Friday, May 17, 2013

The dreaded "I" word

Well, my appointment showed I had progressed to....

ZERO


And the little guy still hadn't budged down one tiny bit.

All that walking and the kid hadn't budged.

Even though I still have some time before I absolute HAVE to do it, it was time to start talking about the possibility of being induced.

Phil and I took a Bradley Method birth classes a few months ago.  For those of you not familiar with the Bradley Method (also called Husband coached childbirth) it basically teaches that you should avoid unnecessary medical inventions when it comes to giving birth.  As someone who is eager to avoid an epidural and/or c-section, this is right up my alley.

I'm not sure where my fear of the epidural and c-section come from.  Maybe it is because I feel like I've had enough stuff done to my body lately.  My last body scan had me laying on a curved board for over an hour, during which I lost the feeling in my arms and legs and it FREAKED me out.  I did not like the feeling one bit.  I felt a little trapped in my own body.  The idea of having that done with an epidural just doesn't sound appealing I guess.

I'm not saying I'm going to have a natural childbirth.  I have no idea what childbirth will feel like and whether or not I will be able to handle the pain well or have the energy to sustain a long labor.  But I wanted to make sure I had all the tools possible to give me a fighting chance.  And I reserve the right to change my mind at any point, without judgement.  :)
#####
▶ **What the exercise asks**
Please extend the blog post above about weighing a possible induction, picking up after its final sentence.
#####
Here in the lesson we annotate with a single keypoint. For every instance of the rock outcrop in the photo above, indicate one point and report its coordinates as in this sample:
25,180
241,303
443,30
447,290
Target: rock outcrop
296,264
#####
▶ **Task result**
Anyway, "induction" is kind of a dirty word in the Bradley arena.  It's not as bad as episiotomy which is basically another word for "the devil" but it is spoken with a bit of distaste in the mouth.  I think everyone is aware that Pitocin can be a bit of a game changer.

So a small part of me cringes a little at the idea of being induced.  But since this child is currently planning on starting his first day of preschool in my womb, it is a reality.  And we kind of decided that if we set an induction date, then we probably wouldn't need it (Murphy's Law).

May 26th

I will be 41 weeks and 1 day.

I feel like that is long enough to be pregnant.  I will have given it the good college try when it comes to getting this baby out naturally.  My dues will have been paid.  If the other women in my Bradley class want to judge, too bad because they have ALL had their babies already (insert jealous screams and crying fits).

Now that we have a date set, I feel so much better.  While the thought of having to be pregnant another 9 days kind of makes me want to cry, it also gives me 9 days to get him out on my own.  And it gives me 9 more days to get mentally prepared for what an induction could entail.  Get into a zen-like place.

I'm off to meditate.

9 more days, TOPS.


PS - Any comments about how awful inductions are and should be avoided like the plague are NOT welcome.  Seriously... why would you think I would want to hear that at this point?

8 comments:

  1. 9 DAYS TOPS. It's probably best you stay close to Phil. I thought I could catch up on the breathing techniques but 9 days suddenly feels like tomorrow. I am so excited.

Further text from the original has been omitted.